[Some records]
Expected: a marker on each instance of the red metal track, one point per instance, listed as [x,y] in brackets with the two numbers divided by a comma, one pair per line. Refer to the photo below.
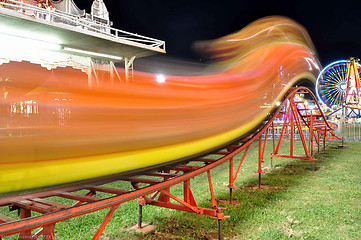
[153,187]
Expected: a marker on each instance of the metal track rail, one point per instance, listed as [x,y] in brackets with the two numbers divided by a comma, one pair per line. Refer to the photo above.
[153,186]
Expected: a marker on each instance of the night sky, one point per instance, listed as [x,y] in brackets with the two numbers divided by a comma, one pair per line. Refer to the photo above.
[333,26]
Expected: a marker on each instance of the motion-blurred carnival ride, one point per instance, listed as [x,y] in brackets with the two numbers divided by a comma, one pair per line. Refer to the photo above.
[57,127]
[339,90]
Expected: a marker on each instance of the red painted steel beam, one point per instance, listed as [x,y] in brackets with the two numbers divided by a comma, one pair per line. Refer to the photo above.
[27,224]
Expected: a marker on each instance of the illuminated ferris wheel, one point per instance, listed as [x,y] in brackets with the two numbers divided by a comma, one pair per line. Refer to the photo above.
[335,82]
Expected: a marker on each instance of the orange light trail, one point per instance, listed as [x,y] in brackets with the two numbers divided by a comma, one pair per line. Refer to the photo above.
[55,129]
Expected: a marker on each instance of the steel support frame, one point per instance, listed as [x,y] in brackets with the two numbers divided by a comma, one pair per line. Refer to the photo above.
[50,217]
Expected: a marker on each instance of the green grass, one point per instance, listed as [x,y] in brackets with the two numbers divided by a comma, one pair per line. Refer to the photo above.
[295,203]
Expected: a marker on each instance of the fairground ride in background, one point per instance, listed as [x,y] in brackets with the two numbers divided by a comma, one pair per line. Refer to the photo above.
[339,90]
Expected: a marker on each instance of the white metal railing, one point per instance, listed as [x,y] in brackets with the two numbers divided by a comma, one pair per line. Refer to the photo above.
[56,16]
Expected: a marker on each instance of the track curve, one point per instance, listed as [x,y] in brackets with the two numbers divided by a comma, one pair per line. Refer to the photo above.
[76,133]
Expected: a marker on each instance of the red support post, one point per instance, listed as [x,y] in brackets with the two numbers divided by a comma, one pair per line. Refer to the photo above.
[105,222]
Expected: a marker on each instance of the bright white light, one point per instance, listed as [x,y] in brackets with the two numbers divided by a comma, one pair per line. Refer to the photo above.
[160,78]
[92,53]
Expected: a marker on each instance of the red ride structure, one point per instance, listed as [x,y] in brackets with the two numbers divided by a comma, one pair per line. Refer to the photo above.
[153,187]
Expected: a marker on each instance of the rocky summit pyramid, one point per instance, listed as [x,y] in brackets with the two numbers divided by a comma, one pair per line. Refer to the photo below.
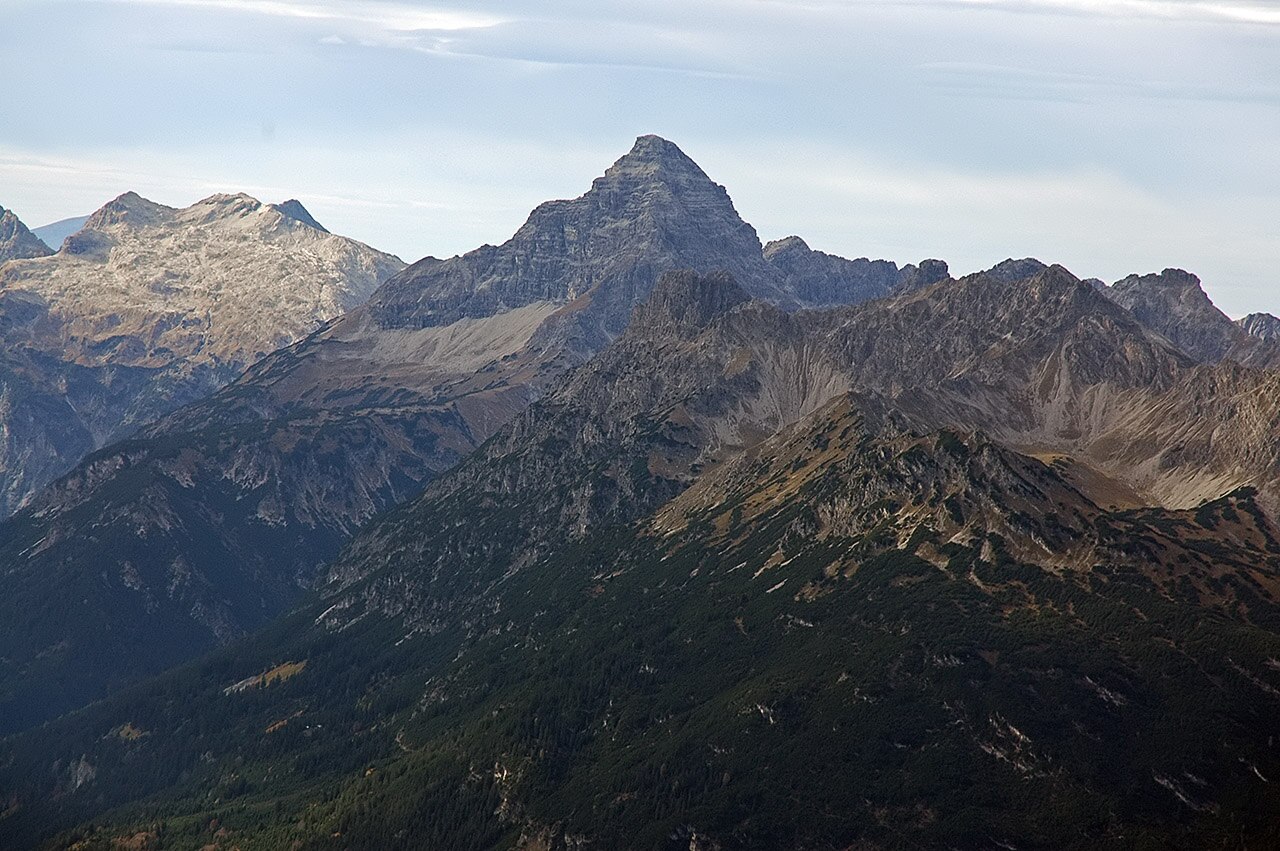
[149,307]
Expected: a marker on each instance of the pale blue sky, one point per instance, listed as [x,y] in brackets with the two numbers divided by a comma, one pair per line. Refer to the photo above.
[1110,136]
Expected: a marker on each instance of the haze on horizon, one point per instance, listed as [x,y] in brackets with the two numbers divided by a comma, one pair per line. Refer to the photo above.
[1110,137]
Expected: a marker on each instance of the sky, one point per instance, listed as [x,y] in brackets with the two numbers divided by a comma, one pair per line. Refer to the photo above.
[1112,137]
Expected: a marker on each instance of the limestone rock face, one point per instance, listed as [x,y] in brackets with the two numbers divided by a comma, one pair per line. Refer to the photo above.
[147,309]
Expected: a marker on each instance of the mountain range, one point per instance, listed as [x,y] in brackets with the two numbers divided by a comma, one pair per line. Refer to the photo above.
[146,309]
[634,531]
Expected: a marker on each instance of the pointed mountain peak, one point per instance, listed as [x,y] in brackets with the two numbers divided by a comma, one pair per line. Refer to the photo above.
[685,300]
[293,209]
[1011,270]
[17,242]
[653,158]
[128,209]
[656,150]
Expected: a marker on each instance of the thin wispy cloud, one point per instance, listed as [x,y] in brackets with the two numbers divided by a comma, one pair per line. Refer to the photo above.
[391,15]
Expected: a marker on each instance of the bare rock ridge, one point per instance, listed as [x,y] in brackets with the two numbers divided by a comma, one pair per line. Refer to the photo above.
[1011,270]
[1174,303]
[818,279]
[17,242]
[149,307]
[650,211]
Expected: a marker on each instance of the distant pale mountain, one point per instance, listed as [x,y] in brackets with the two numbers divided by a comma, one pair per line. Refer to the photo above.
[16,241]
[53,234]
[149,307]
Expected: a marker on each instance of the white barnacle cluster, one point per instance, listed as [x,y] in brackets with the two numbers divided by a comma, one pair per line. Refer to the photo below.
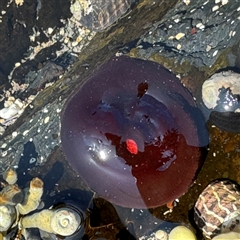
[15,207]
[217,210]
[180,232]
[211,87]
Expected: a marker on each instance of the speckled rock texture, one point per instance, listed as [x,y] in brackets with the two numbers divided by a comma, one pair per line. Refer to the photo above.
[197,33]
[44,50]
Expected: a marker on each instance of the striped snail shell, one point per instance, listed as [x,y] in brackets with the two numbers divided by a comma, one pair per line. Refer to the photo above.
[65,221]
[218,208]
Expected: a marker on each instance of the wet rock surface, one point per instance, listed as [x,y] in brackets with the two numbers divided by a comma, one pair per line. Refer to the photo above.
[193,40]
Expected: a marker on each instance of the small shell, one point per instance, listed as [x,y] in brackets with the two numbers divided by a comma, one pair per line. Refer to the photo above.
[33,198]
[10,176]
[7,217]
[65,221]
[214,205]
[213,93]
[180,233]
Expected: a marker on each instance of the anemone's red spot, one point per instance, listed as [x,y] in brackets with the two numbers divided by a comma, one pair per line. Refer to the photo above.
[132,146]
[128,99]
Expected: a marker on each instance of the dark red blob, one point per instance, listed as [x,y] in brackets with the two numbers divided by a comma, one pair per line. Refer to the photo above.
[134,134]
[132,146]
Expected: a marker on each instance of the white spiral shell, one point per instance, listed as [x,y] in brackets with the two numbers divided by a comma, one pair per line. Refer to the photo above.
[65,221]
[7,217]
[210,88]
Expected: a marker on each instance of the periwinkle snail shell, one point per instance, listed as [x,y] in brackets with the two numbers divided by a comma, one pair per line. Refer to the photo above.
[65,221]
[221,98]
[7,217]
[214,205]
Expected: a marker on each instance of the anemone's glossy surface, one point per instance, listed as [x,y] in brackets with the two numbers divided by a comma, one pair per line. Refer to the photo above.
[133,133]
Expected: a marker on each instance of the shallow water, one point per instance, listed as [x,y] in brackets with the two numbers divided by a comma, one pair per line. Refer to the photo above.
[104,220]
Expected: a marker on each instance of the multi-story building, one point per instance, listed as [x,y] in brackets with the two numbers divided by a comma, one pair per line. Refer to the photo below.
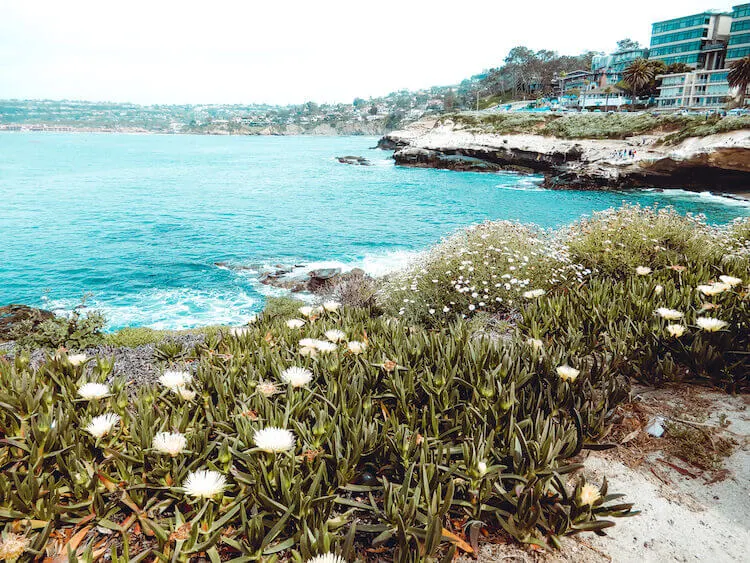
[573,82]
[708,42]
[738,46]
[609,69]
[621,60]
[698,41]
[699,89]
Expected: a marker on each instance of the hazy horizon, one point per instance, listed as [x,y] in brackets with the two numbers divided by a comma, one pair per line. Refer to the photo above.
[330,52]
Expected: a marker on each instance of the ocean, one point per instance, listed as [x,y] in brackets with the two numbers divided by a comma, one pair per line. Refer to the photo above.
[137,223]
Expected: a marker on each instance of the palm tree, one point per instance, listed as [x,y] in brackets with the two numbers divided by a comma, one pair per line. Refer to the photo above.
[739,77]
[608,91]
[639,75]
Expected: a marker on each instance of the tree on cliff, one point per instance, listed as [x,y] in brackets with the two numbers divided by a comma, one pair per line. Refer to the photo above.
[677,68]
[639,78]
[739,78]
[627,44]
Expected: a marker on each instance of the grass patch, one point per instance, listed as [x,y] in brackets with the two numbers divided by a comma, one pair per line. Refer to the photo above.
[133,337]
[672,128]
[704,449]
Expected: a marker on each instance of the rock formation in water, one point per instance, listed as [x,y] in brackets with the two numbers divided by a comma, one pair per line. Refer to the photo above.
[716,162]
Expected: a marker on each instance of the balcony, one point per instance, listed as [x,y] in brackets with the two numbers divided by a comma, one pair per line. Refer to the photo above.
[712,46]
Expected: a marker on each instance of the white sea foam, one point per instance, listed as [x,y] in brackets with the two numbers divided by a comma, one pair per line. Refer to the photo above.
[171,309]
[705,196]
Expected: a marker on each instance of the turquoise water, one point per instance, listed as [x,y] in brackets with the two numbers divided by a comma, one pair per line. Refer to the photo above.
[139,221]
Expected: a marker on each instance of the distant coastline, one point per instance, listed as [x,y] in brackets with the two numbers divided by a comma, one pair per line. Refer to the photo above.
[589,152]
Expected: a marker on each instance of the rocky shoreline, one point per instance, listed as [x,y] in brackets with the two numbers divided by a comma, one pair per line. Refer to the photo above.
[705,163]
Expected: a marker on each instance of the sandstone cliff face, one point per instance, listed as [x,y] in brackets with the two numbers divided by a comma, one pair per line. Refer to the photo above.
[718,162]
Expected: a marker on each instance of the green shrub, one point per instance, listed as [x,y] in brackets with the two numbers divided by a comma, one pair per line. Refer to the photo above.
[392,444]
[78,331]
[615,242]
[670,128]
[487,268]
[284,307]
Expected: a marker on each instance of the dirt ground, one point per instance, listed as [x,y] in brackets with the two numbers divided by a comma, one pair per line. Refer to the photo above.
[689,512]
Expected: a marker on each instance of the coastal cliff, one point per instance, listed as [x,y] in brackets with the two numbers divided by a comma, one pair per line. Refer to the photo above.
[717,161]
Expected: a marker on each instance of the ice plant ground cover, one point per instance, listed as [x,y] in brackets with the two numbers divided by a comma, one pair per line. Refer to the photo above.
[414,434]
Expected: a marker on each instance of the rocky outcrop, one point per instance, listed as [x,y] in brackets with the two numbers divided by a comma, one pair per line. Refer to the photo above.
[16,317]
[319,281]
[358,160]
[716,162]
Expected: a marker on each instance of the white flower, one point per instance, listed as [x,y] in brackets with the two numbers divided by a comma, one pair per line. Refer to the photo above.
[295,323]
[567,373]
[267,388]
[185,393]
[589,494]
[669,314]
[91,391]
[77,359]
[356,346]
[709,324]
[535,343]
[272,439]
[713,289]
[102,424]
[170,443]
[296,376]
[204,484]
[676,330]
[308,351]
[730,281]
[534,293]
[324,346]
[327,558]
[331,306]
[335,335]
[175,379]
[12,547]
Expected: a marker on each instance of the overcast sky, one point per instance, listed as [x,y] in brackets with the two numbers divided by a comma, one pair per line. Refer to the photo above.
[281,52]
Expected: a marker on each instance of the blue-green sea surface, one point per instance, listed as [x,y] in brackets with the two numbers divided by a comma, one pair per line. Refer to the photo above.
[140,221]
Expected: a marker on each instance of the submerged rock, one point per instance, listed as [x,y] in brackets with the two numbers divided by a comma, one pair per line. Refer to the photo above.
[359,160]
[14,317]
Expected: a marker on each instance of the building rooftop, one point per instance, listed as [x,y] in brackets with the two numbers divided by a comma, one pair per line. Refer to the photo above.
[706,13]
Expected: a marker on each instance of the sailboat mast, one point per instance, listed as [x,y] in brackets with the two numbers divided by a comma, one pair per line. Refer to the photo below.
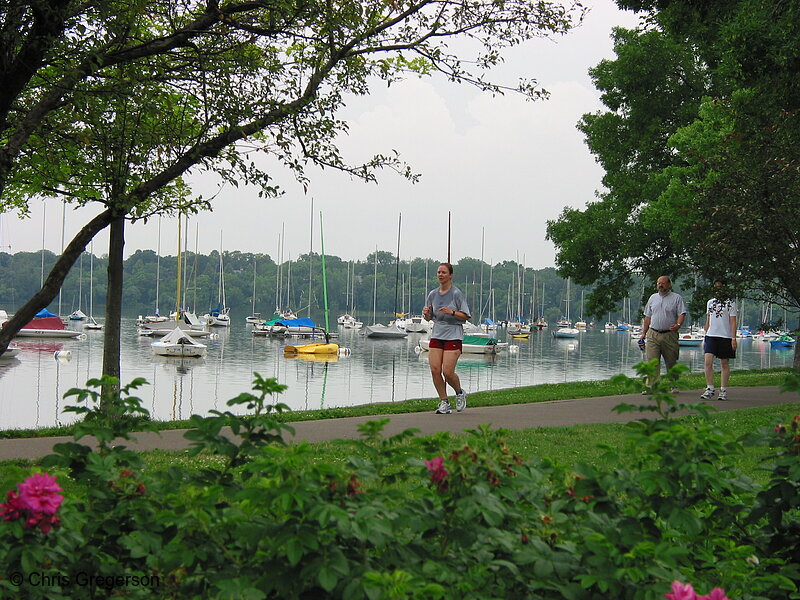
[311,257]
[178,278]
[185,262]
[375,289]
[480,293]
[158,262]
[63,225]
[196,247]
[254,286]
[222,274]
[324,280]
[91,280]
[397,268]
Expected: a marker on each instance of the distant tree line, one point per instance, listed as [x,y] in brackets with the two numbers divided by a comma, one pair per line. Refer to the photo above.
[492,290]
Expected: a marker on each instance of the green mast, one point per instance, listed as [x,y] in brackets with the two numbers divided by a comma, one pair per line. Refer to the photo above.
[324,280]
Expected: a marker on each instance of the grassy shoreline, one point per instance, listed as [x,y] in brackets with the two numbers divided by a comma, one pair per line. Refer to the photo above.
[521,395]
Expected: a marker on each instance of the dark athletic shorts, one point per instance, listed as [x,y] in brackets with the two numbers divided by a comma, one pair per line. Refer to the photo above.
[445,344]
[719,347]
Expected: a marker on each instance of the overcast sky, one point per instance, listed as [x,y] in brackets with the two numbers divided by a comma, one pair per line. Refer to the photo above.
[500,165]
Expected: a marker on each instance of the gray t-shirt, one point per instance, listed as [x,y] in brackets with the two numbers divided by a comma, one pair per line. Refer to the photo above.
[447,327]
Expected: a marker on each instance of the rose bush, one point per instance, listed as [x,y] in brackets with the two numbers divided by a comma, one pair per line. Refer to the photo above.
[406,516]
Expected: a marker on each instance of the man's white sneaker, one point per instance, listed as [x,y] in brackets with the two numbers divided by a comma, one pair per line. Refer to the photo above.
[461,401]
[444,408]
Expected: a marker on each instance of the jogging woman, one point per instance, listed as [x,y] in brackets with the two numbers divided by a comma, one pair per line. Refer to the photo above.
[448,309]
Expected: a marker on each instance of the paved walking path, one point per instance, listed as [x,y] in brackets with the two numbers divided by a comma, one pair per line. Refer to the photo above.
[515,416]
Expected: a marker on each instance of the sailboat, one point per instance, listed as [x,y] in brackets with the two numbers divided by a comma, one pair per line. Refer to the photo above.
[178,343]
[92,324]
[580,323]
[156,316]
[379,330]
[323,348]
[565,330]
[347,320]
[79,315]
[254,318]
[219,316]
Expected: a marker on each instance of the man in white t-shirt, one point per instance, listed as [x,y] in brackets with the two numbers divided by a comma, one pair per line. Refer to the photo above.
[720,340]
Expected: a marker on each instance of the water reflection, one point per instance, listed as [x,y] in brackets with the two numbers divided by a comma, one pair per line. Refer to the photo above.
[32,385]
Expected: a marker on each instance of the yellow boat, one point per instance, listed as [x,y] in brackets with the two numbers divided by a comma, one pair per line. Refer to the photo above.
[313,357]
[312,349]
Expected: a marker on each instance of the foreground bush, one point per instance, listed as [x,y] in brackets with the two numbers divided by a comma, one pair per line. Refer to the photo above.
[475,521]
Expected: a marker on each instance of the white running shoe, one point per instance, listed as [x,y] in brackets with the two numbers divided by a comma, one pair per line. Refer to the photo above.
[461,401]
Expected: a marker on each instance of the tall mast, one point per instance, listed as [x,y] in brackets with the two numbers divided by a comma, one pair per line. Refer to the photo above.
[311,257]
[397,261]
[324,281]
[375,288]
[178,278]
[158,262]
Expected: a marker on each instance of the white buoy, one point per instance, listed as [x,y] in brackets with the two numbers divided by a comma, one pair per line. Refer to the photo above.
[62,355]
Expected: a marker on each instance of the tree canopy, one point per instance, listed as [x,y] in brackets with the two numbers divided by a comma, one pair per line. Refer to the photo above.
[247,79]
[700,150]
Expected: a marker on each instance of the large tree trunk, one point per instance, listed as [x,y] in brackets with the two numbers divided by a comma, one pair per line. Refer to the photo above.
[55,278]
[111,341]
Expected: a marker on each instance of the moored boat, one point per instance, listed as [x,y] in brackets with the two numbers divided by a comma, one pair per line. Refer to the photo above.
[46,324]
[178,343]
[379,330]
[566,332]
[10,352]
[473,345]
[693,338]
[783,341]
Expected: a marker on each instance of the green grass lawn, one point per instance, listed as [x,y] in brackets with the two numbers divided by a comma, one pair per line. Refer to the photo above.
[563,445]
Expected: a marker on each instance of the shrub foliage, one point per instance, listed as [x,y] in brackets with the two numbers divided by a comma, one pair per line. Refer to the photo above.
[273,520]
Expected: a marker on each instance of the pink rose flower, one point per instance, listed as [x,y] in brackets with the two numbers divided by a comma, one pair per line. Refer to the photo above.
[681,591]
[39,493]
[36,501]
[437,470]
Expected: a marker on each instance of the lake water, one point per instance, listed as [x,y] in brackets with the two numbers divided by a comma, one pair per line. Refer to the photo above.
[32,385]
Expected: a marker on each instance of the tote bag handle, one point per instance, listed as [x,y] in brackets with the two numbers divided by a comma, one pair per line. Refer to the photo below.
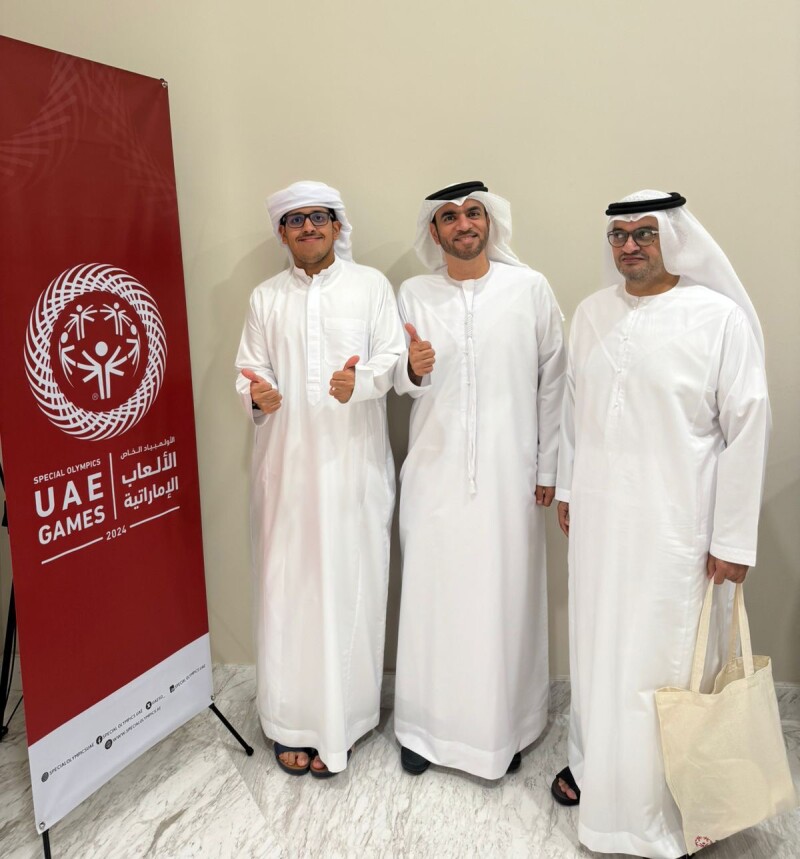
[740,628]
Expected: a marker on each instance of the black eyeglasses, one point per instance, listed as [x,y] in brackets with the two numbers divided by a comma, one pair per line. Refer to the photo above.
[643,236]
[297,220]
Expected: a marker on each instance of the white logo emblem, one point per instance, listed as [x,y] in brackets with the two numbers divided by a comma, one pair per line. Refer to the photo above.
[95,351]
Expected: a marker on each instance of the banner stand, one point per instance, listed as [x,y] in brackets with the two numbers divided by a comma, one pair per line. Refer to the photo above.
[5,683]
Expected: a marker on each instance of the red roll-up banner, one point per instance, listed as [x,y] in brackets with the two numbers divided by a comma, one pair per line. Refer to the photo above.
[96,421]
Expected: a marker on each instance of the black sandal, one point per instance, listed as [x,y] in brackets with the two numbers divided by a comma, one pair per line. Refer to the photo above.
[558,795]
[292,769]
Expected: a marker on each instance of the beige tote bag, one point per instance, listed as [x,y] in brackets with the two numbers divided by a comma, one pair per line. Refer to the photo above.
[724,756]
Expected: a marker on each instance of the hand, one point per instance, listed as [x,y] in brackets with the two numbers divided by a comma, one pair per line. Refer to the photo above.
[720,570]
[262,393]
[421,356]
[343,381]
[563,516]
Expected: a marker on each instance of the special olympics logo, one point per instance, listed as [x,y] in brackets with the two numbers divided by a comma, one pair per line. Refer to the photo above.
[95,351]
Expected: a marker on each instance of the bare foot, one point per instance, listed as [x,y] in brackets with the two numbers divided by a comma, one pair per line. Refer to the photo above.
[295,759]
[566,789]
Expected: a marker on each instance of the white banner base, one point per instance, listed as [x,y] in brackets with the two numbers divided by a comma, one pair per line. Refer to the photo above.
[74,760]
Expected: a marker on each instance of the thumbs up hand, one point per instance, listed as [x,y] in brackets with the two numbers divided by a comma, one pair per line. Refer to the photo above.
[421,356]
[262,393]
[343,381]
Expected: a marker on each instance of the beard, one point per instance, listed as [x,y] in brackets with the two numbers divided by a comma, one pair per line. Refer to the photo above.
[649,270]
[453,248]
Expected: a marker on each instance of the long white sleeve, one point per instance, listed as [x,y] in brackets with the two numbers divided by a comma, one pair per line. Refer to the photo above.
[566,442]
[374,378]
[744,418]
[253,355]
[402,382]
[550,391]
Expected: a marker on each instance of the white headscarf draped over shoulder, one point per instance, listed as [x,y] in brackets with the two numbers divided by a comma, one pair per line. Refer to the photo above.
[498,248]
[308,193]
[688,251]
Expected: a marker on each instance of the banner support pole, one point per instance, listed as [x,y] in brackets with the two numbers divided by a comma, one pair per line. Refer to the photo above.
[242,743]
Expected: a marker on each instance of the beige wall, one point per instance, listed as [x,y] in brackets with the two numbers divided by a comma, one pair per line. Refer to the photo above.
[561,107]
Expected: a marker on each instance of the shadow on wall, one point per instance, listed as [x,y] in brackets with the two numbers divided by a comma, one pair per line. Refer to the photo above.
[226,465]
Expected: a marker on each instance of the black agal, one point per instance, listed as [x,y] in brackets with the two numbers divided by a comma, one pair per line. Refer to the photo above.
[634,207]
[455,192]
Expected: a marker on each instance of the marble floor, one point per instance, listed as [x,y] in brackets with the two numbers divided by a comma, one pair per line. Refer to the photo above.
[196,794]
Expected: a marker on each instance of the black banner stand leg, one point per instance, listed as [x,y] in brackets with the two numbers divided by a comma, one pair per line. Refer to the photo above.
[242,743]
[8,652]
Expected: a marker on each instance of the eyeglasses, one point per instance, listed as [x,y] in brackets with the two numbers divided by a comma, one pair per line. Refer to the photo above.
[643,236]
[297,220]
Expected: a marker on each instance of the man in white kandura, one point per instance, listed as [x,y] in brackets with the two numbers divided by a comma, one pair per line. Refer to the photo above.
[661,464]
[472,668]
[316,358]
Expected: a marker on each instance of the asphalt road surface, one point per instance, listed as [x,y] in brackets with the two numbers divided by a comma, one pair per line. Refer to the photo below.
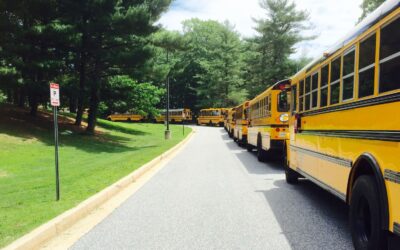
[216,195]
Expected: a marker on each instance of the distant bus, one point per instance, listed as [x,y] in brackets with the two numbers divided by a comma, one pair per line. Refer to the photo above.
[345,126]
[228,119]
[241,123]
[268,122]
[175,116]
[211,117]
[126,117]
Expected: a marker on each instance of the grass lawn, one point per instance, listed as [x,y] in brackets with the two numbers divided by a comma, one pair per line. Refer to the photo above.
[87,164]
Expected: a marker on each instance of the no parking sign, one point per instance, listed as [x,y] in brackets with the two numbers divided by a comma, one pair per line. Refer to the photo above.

_WRITTEN PROBLEM_
Omit the pictures and please write out exactly the lines between the one containing "Expected: a marker on each instance of the asphalt" and the last line of the entries, both included.

_THE REPLY_
Expected: a marker on each instance of the asphalt road surface, one point per instance, listed as [x,y] in brackets with the two numbers divided by a comma, one pair per line. Refer to the photo below.
[216,195]
Expected: a marker on each instance of the distant bus, one point per instance, listed as [x,y] in brackets with the two numbers divided by a comma, one pair per line. Refer to the photo above.
[345,126]
[228,119]
[241,123]
[268,122]
[175,116]
[211,117]
[126,117]
Expected: a marker on each instance of the grass lawn, one point per instance, listed as [x,y] in brackets with the two numbers divided by a comma, one pair per line. Refer to the photo above.
[87,164]
Expected: a marker on each instance of the no parking sign, one point per instance, listed as [x,y] in brackets with the two numbers divided by a comma, one pair per line. Refer to the photo above.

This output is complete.